[Work item] Only lines containing "wooden" are wanted from the data below. Copy those lines.

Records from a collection
----
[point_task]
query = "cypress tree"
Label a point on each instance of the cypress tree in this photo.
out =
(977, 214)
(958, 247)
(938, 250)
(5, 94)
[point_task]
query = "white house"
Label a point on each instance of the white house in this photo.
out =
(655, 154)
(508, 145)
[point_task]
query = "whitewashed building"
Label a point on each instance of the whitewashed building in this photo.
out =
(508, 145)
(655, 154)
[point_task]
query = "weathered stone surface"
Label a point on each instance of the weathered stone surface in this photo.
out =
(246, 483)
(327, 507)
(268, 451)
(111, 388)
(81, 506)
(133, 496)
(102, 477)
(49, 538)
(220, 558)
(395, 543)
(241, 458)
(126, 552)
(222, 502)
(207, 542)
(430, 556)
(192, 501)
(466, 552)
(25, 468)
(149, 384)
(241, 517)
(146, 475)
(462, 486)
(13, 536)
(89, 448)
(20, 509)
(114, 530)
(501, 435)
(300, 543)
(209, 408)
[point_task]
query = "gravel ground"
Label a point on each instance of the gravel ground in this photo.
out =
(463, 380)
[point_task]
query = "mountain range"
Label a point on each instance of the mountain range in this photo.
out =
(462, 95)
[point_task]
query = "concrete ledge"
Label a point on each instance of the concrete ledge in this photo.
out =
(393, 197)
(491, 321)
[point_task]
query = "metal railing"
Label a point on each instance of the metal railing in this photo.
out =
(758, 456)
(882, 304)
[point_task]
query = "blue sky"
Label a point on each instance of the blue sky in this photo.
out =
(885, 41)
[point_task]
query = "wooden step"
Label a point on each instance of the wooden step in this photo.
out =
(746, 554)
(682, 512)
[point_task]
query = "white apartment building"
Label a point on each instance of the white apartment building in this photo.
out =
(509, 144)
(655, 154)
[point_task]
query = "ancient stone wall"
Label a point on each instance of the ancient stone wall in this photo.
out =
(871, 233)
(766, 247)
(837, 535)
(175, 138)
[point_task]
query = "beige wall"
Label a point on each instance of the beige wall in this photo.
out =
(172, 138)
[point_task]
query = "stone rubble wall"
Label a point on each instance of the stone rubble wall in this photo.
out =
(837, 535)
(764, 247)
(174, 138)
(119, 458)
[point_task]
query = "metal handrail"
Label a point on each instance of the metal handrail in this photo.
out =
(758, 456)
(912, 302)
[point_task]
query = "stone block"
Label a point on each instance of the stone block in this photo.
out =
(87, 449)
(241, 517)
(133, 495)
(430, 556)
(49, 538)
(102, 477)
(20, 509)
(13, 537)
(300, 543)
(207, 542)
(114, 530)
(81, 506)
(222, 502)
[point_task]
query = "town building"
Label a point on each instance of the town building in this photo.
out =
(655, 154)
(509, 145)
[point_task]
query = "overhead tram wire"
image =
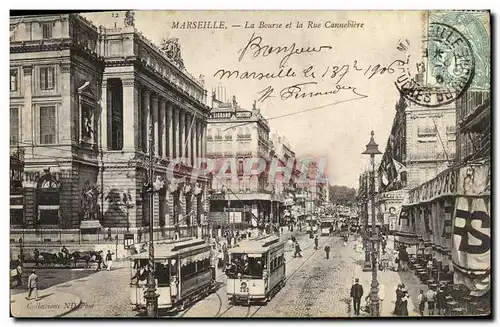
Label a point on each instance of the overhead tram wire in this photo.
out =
(303, 111)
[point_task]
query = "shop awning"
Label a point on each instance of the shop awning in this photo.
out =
(472, 179)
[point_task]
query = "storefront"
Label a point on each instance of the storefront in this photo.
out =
(449, 218)
(389, 205)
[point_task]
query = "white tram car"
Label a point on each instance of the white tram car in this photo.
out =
(183, 274)
(256, 270)
(326, 224)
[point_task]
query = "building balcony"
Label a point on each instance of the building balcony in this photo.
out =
(243, 153)
(243, 137)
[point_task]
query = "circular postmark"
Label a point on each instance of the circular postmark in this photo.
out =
(450, 69)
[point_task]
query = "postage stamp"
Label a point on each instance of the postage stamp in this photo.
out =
(450, 68)
(474, 26)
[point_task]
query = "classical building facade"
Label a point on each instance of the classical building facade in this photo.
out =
(234, 132)
(473, 126)
(55, 74)
(85, 101)
(420, 146)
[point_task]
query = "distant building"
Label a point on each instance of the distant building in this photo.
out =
(473, 126)
(237, 133)
(420, 146)
(82, 100)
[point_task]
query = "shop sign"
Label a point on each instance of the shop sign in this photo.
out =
(444, 184)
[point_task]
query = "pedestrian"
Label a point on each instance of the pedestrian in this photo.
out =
(431, 299)
(32, 285)
(441, 301)
(65, 252)
(403, 258)
(36, 253)
(99, 261)
(109, 260)
(356, 294)
(404, 304)
(421, 302)
(381, 296)
(297, 250)
(397, 304)
(327, 251)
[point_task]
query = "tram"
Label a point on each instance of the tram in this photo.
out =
(256, 270)
(184, 273)
(327, 224)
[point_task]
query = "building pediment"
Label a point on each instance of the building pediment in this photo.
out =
(86, 91)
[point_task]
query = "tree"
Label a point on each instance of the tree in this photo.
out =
(342, 195)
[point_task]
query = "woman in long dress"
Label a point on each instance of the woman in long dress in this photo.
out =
(399, 296)
(404, 305)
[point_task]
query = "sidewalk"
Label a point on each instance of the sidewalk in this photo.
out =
(389, 279)
(51, 304)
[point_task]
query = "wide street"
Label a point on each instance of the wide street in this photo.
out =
(316, 287)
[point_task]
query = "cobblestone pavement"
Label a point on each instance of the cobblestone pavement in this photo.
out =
(216, 305)
(48, 277)
(103, 294)
(316, 287)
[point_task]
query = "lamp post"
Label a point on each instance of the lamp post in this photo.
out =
(372, 150)
(151, 187)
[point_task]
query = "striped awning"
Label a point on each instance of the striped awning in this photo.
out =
(197, 257)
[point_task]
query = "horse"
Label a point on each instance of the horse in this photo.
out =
(46, 258)
(63, 260)
(87, 256)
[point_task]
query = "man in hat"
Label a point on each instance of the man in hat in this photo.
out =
(356, 294)
(327, 251)
(32, 285)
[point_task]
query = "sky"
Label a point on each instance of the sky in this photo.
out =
(335, 123)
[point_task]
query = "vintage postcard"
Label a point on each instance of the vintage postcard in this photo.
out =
(303, 164)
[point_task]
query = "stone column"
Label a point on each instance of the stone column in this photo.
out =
(64, 116)
(27, 130)
(203, 139)
(154, 115)
(170, 129)
(182, 125)
(198, 138)
(189, 134)
(130, 115)
(146, 112)
(163, 129)
(138, 112)
(176, 132)
(192, 139)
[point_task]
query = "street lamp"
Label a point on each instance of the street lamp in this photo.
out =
(372, 150)
(151, 188)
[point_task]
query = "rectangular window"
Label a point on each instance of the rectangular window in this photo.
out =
(49, 217)
(14, 126)
(48, 125)
(16, 217)
(47, 30)
(13, 80)
(47, 78)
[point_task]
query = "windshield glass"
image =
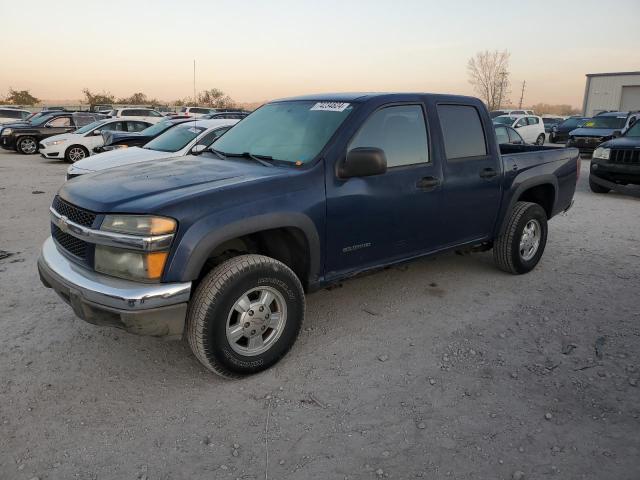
----
[Written solution]
query = "wooden step"
Label a point on each instance of the wooden step in this photo.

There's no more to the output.